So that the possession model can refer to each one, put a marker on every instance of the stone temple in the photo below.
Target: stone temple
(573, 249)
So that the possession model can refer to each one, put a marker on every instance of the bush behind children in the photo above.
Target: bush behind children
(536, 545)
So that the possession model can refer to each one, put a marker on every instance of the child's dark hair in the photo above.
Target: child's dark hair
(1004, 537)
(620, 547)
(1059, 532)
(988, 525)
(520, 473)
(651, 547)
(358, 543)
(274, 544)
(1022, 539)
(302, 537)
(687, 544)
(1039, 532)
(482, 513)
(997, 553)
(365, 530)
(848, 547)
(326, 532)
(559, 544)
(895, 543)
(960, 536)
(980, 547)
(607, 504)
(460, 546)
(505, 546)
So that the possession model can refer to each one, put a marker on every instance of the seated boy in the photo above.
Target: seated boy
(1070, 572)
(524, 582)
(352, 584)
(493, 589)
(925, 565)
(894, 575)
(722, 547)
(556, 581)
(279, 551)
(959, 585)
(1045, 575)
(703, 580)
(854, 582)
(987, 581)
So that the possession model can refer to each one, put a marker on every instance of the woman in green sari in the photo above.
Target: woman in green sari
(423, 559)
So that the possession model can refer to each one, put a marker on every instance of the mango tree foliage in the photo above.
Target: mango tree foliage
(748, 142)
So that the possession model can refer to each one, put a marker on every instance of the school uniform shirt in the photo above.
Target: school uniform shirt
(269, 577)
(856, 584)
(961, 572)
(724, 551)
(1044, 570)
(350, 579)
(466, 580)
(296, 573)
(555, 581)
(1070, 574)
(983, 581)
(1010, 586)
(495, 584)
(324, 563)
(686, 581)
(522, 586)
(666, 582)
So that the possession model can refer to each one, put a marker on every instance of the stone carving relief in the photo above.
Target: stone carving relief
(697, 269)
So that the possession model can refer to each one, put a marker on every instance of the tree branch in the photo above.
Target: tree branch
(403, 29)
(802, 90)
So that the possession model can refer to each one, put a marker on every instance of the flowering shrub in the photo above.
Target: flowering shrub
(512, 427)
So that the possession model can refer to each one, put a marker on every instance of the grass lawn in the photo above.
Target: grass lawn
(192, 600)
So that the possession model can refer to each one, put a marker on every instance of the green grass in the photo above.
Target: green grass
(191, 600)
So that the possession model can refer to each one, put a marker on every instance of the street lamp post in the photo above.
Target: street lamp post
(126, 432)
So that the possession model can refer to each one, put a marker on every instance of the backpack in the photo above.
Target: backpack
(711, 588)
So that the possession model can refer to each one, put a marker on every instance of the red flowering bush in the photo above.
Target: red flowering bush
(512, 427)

▶ **What needs to be done**
Put every line of the listing above into a numbered list, leaving out any blank lines.

▶ **Answer**
1. So that the possession model can refer to each one, put a marker on every instance of the stone temple in the photo below.
2. Target: stone temple
3. (573, 249)
4. So that the possession model can refer to each one, put a marker on every instance of the bush behind children in the photo above.
5. Target: bush behind children
6. (536, 545)
7. So that the possession model can refer to each one, put a marker on every instance of the child's dark hair in the photo above.
8. Target: child's dark hair
9. (1004, 537)
10. (620, 547)
11. (1059, 532)
12. (988, 525)
13. (520, 473)
14. (651, 547)
15. (358, 543)
16. (274, 544)
17. (1022, 539)
18. (302, 537)
19. (687, 544)
20. (1039, 532)
21. (482, 513)
22. (997, 553)
23. (365, 530)
24. (848, 547)
25. (326, 532)
26. (559, 544)
27. (895, 543)
28. (960, 536)
29. (980, 547)
30. (607, 504)
31. (460, 546)
32. (505, 546)
33. So that the possession model can refer to each one, put a marker on every instance of the seated boy in the photo above.
34. Target: seated boy
35. (1070, 572)
36. (524, 582)
37. (352, 584)
38. (493, 589)
39. (925, 565)
40. (894, 575)
41. (722, 547)
42. (556, 581)
43. (279, 551)
44. (959, 585)
45. (1045, 575)
46. (703, 580)
47. (854, 582)
48. (987, 581)
49. So that the possession model can refer to each one, put a marker on every instance of the woman in green sari in the photo above.
50. Target: woman in green sari
51. (423, 559)
52. So that the possession model can refer to each one, put a marker on every instance of the mango tree foliage in the photo above.
53. Target: mango tree foliage
54. (748, 142)
55. So that the possession model can refer to each one, put a marker on every instance of the school uniform shirt in the photo above.
56. Target: school uniform shirt
57. (269, 577)
58. (856, 584)
59. (961, 572)
60. (724, 551)
61. (1044, 570)
62. (350, 579)
63. (466, 580)
64. (296, 573)
65. (555, 581)
66. (1070, 574)
67. (983, 581)
68. (1010, 586)
69. (495, 584)
70. (324, 563)
71. (686, 581)
72. (522, 586)
73. (666, 582)
74. So that the possession model can refer to each one, put a marker on every instance of the stone carving relief in the photo above.
75. Target: stone carving relief
76. (697, 269)
77. So that the possession model can refer to each one, put a marker on every instance of the tree branch in the photo above.
78. Target: tree branch
79. (403, 29)
80. (802, 90)
81. So that the possession model can refer to each one, put a marker on every instance of the flowering shrub in the photo above.
82. Target: flowering shrub
83. (512, 427)
84. So that the possession model can refer to each one, put a marker on every instance of the grass lawn in the photo above.
85. Target: grass lawn
86. (192, 600)
87. So that the possession model can refer to each one, put a marker on every instance of the green grass in the photo above.
88. Target: green grass
89. (191, 600)
90. So that the possession model can refer to each one, put a marker on every instance of the street lamp post in the photo above.
91. Target: street lamp post
92. (126, 432)
93. So that the possession model can refer to each one, put a marker on every instance of the backpack in the photo above.
94. Target: backpack
95. (711, 588)
96. So that the possession model can refer to each one, put a marker on every instance of the red flowering bush in the photo above.
97. Target: red flowering bush
98. (512, 427)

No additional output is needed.